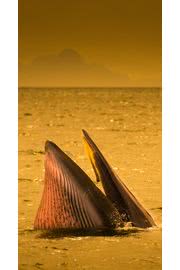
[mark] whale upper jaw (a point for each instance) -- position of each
(117, 192)
(70, 199)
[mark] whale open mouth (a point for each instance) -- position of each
(70, 200)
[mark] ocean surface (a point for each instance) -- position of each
(126, 126)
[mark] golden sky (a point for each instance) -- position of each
(90, 43)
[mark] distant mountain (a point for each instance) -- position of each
(68, 68)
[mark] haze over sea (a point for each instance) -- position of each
(125, 123)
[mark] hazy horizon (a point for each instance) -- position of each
(90, 44)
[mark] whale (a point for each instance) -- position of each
(72, 201)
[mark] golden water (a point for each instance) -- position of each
(126, 126)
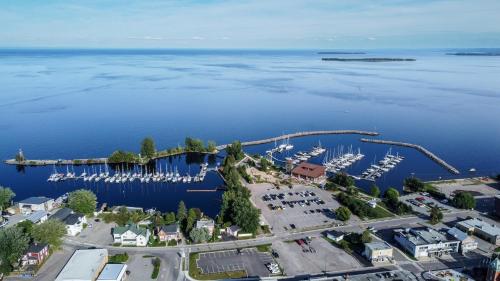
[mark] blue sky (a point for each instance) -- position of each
(250, 24)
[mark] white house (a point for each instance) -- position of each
(74, 222)
(131, 235)
(33, 204)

------------------------------------

EXERCISE DESCRIPTION → Omitting all images, print the listing exactly.

RESPONSE →
[mark] whale upper jaw (a point for each instance) -- position of each
(117, 192)
(70, 199)
[mark] whale open mouth (a point for each instance) -- position of each
(70, 200)
[mark] ocean surface (a point for each instance) -- position of each
(126, 126)
[mark] golden sky (a point for each instance) -- position of each
(90, 43)
[mark] distant mountain (a point for each instance) -- position of each
(68, 68)
[mark] haze over sea (a point for each instance) -- position of each
(125, 123)
[mark] hazy horizon (a point for each instance) -- position of each
(90, 44)
[mark] whale (a point for each instance) -- position of each
(72, 201)
[mark] golden water (a point for each instance) -- position of each
(126, 126)
[mark] blue sky (a point for each instance) -- position of each
(250, 24)
[mark] white house (a point for each instance) -- position of each
(74, 222)
(131, 235)
(33, 204)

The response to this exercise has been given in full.